▶ _SOURCE_:
____
TX2 SATA speed

I’ve plugged a Kingston SSD into SATA connector of my TX2 dev board (L4T R28.1), and it works fine but it looks it runs in SATA2 mode while the SSD supports SATA3.

dmesg | grep -i sata 
[    0.232965] iommu: Adding device 3507000.ahci-sata to group 2
[    2.662375] tegra-ahci 3507000.ahci-sata: AHCI 0001.0301 32 slots 2 ports 3 Gbps 0x1 impl platform mode
[    2.662381] tegra-ahci 3507000.ahci-sata: flags: 64bit ncq sntf pm led pmp pio slum part deso sadm apst 
[    2.663370] ata1: SATA max UDMA/133 mmio [mem 0x03507000-0x03508fff] port 0x100 irq 25
[    3.154736] ata1: SATA link up 3.0 Gbps (SStatus 123 SControl 300)

cat /sys/class/ata_link/link1/sata_spd
3.0 Gbps

hdparm -I /dev/sda | egrep "Model|speed|Transport"
	Model Number:       KINGSTON SUV400S37120G                  
	Transport:          Serial, ATA8-AST, SATA 1.0a, SATA II Extensions, SATA Rev 2.5, SATA Rev 2.6, SATA Rev 3.0; Revision: 0x0051
	   *	Gen1 signaling speed (1.5Gb/s)
	   *	Gen2 signaling speed (3.0Gb/s)
	   *	Gen3 signaling speed (6.0Gb/s)
	   *	SMART Command Transport (SCT) feature set

Is the hardware limited to SATA2 or is there a problem with my case ?

Thanks for any comment.

I looked in the module data sheet, looks like the port only works up to SATA 2 speeds…it isn’t capable of running at SATA 3.

Reference: Jetson_TX2_Module_DataSheet_v1.0.pdf
Page 27, section 4.1.2:

The SATA controller enables a control path from the module to an external SATA device. A SSD / HDD / ODD drive can be
connected. Controller can support the maximum throughput of a Gen 2 drive.

“Gen 2” would imply 3Gbit/s.

@Linuxdev Thanks for the link (I should have read this doc, sorry… just goggled for TX2 SATA speed, searched this forum and haven’t been able to find this).

It wasn’t obvious…I had to dig through my documents. Made me wish there was some equivalent to “lspci” verbose mode where it would tell me the low level details. Current utilities are designed more for a query of the drive itself, and not so much the SATA controller and physical signal qualities. Probably something like this exists, but I don’t know what it is.
____
▶ _EXERCISE REQUIREMENTS_:
A: Reproduce the TX2 SATA thread verbatim between "The SATA controller enables" and "to find this).", inclusive.
B: According to the TX2 SATA thread, what maximum throughput can the SATA controller support, as quoted from the module data sheet?
C: Summarize the TX2 SATA thread in two sentences.
____
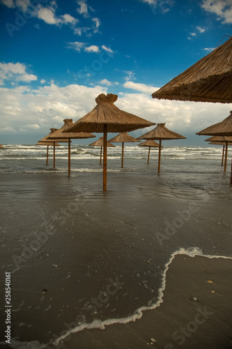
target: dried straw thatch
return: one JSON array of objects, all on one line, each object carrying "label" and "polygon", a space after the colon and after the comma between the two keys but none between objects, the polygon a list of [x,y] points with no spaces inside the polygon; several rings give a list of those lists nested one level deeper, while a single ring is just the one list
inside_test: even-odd
[{"label": "dried straw thatch", "polygon": [[186,137],[179,135],[176,132],[171,131],[164,126],[164,124],[157,124],[157,126],[150,132],[145,133],[140,137],[139,140],[160,140],[159,144],[159,160],[158,160],[158,173],[160,172],[160,159],[161,159],[161,142],[162,140],[186,140]]},{"label": "dried straw thatch", "polygon": [[207,127],[196,135],[232,135],[232,111],[230,115],[221,122]]},{"label": "dried straw thatch", "polygon": [[130,143],[134,142],[140,142],[140,140],[132,137],[128,135],[125,131],[121,132],[119,135],[114,137],[113,138],[109,140],[109,142],[112,142],[112,143],[122,143],[122,162],[121,168],[123,168],[123,157],[124,157],[124,143]]},{"label": "dried straw thatch", "polygon": [[[65,119],[63,120],[64,124],[61,128],[55,131],[51,136],[47,138],[48,140],[51,138],[52,139],[58,139],[62,140],[63,138],[68,138],[68,177],[70,177],[71,174],[71,138],[72,139],[83,139],[83,138],[93,138],[95,137],[95,135],[92,135],[91,133],[86,133],[85,132],[66,132],[63,133],[63,131],[68,130],[70,126],[73,125],[72,119]],[[60,141],[59,141],[60,142]]]},{"label": "dried straw thatch", "polygon": [[[149,150],[148,150],[148,164],[149,163],[149,158],[150,158],[150,148],[159,148],[160,145],[158,143],[155,142],[153,140],[146,140],[145,142],[143,142],[142,143],[140,143],[140,144],[138,144],[139,147],[149,147]],[[161,148],[163,148],[164,147],[161,147]]]},{"label": "dried straw thatch", "polygon": [[[68,138],[59,138],[59,139],[53,139],[53,138],[49,138],[48,139],[49,137],[50,137],[56,131],[57,131],[57,128],[50,128],[51,132],[49,135],[45,135],[42,140],[39,140],[38,142],[43,142],[43,143],[53,143],[53,168],[55,168],[56,167],[56,144],[57,142],[63,142],[63,143],[68,143],[69,140]],[[47,165],[48,163],[48,147],[47,147]]]},{"label": "dried straw thatch", "polygon": [[93,138],[95,137],[94,135],[91,135],[91,133],[87,133],[85,132],[66,132],[63,133],[63,131],[68,130],[70,127],[73,125],[72,119],[65,119],[63,120],[64,124],[61,128],[54,131],[51,136],[49,136],[47,139],[49,139],[49,137],[53,139],[62,139],[62,138],[70,138],[70,139],[82,139],[82,138]]},{"label": "dried straw thatch", "polygon": [[51,135],[56,131],[58,131],[58,128],[50,128],[51,132],[49,135],[45,135],[43,138],[42,138],[39,142],[59,142],[61,143],[68,143],[68,138],[51,138]]},{"label": "dried straw thatch", "polygon": [[186,137],[179,135],[176,132],[173,132],[167,127],[165,127],[165,123],[157,124],[157,126],[150,132],[145,133],[140,137],[138,137],[139,140],[186,140]]},{"label": "dried straw thatch", "polygon": [[117,99],[116,94],[100,94],[95,98],[97,105],[95,108],[75,122],[68,132],[102,133],[104,125],[107,125],[107,132],[116,133],[155,125],[153,122],[118,109],[114,104]]},{"label": "dried straw thatch", "polygon": [[232,103],[232,38],[174,77],[153,98]]},{"label": "dried straw thatch", "polygon": [[[93,142],[93,143],[91,143],[91,144],[88,144],[89,146],[93,146],[93,147],[101,147],[101,151],[100,154],[100,165],[102,164],[102,147],[103,147],[103,137],[100,137],[99,140],[96,140],[95,142]],[[107,148],[109,147],[111,147],[115,148],[115,145],[111,144],[109,143],[109,142],[107,142]]]},{"label": "dried straw thatch", "polygon": [[65,131],[103,132],[103,191],[107,191],[107,133],[130,131],[155,125],[153,122],[118,109],[114,104],[117,98],[116,94],[100,94],[95,98],[97,105],[95,108]]}]

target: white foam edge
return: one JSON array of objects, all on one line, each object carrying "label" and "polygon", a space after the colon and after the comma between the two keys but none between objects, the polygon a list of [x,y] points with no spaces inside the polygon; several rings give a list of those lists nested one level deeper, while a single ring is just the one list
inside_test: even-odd
[{"label": "white foam edge", "polygon": [[59,343],[63,339],[65,339],[68,336],[69,336],[72,333],[79,332],[84,329],[91,329],[94,328],[99,328],[100,329],[105,329],[105,326],[109,326],[113,324],[126,324],[130,322],[134,322],[137,320],[140,319],[143,315],[143,311],[146,310],[152,310],[160,306],[160,304],[163,302],[162,297],[164,296],[163,291],[165,289],[166,286],[166,274],[169,269],[169,265],[171,263],[172,260],[174,259],[175,256],[177,255],[186,255],[190,257],[195,257],[195,255],[206,257],[207,258],[212,259],[212,258],[224,258],[224,259],[232,259],[232,257],[226,257],[224,255],[204,255],[202,253],[202,251],[198,247],[191,247],[187,249],[180,248],[178,250],[176,251],[171,255],[171,258],[169,261],[165,265],[164,270],[162,273],[162,286],[159,289],[159,294],[157,297],[157,300],[155,303],[150,305],[150,306],[141,306],[135,311],[135,313],[128,316],[127,318],[121,318],[118,319],[107,319],[105,320],[100,320],[95,319],[91,323],[84,323],[76,327],[67,330],[67,332],[59,336],[54,341],[53,343],[56,346],[59,345]]}]

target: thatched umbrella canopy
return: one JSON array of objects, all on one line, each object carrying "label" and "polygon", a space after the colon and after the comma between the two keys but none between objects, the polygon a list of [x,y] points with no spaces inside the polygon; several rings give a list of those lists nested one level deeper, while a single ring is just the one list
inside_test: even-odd
[{"label": "thatched umbrella canopy", "polygon": [[[42,138],[39,142],[42,142],[43,143],[53,143],[53,168],[55,168],[56,167],[56,143],[57,142],[63,142],[63,143],[68,143],[68,138],[59,138],[59,139],[53,139],[53,138],[49,138],[48,139],[49,137],[50,137],[56,131],[57,131],[57,128],[50,128],[51,132],[49,135],[45,135],[43,138]],[[48,147],[47,147],[47,159],[48,159]]]},{"label": "thatched umbrella canopy", "polygon": [[130,131],[155,125],[153,122],[118,109],[114,104],[117,98],[116,94],[100,94],[95,98],[97,105],[93,110],[68,130],[68,132],[103,132],[103,191],[107,191],[107,133]]},{"label": "thatched umbrella canopy", "polygon": [[[150,148],[159,148],[160,145],[158,143],[155,142],[153,140],[146,140],[145,142],[143,142],[142,143],[140,143],[140,144],[138,144],[139,147],[149,147],[149,150],[148,150],[148,164],[149,163],[149,158],[150,158]],[[161,147],[163,148],[164,147]]]},{"label": "thatched umbrella canopy", "polygon": [[[53,142],[40,142],[39,141],[38,143],[36,143],[36,145],[46,145],[47,146],[47,161],[46,161],[46,165],[47,165],[48,164],[48,149],[49,147],[49,145],[54,145]],[[55,142],[55,147],[59,147],[60,144],[59,143]]]},{"label": "thatched umbrella canopy", "polygon": [[152,94],[153,98],[232,103],[232,38]]},{"label": "thatched umbrella canopy", "polygon": [[[79,140],[82,138],[93,138],[95,135],[91,133],[86,133],[85,132],[68,132],[63,133],[63,131],[68,130],[71,126],[73,125],[72,119],[65,119],[63,120],[64,124],[61,128],[56,130],[52,135],[51,138],[54,140],[56,139],[68,139],[68,177],[70,177],[71,174],[71,139]],[[49,137],[47,138],[49,140]]]},{"label": "thatched umbrella canopy", "polygon": [[[232,111],[228,117],[222,120],[222,121],[215,124],[206,128],[204,128],[196,135],[215,135],[215,136],[232,136]],[[215,140],[210,139],[210,141]],[[217,140],[216,140],[217,141]],[[229,142],[229,141],[228,141]],[[228,142],[226,142],[226,154],[224,171],[226,170],[226,161],[228,154]],[[231,158],[231,184],[232,184],[232,158]]]},{"label": "thatched umbrella canopy", "polygon": [[158,173],[160,172],[160,158],[161,158],[161,142],[162,140],[186,140],[186,137],[173,132],[164,126],[164,124],[157,124],[157,126],[150,132],[145,133],[140,137],[139,140],[159,140],[159,161],[158,161]]},{"label": "thatched umbrella canopy", "polygon": [[109,140],[109,142],[111,142],[112,143],[122,143],[122,163],[121,168],[123,168],[123,156],[124,156],[124,143],[125,142],[140,142],[140,140],[132,137],[128,135],[128,133],[125,131],[121,132],[119,135],[114,137],[111,140]]},{"label": "thatched umbrella canopy", "polygon": [[[100,137],[99,140],[96,140],[95,142],[93,142],[93,143],[91,143],[91,144],[88,144],[90,147],[101,147],[101,151],[100,154],[100,165],[102,164],[102,147],[103,147],[103,137]],[[109,143],[109,142],[107,142],[107,148],[109,147],[113,147],[115,148],[115,145],[111,144]]]},{"label": "thatched umbrella canopy", "polygon": [[223,166],[224,155],[226,148],[225,163],[224,168],[224,172],[226,172],[227,165],[228,145],[229,142],[232,142],[232,136],[215,135],[213,137],[210,137],[210,138],[207,138],[207,140],[205,140],[205,142],[214,142],[216,144],[221,143],[221,144],[223,145],[222,166]]}]

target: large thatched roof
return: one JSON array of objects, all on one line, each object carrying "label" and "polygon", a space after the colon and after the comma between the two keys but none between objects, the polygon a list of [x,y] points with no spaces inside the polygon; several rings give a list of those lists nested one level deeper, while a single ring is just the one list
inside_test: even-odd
____
▶ _ANSWERS TO THE PROBLEMS_:
A:
The SATA controller enables a control path from the module to an external SATA device. A SSD / HDD / ODD drive can be
connected. Controller can support the maximum throughput of a Gen 2 drive.

“Gen 2” would imply 3Gbit/s.

@Linuxdev Thanks for the link (I should have read this doc, sorry… just goggled for TX2 SATA speed, searched this forum and haven’t been able to find this).

B: The maximum throughput of a Gen 2 drive.

C: A user connected a Kingston SSD to a TX2 dev board and found the link running at 3.0 Gbps in SATA2 mode, although the drive supports SATA3. A reply citing the Jetson TX2 module data sheet explained that the SATA controller supports at most the throughput of a Gen 2 drive, so the port cannot run at SATA 3 speeds.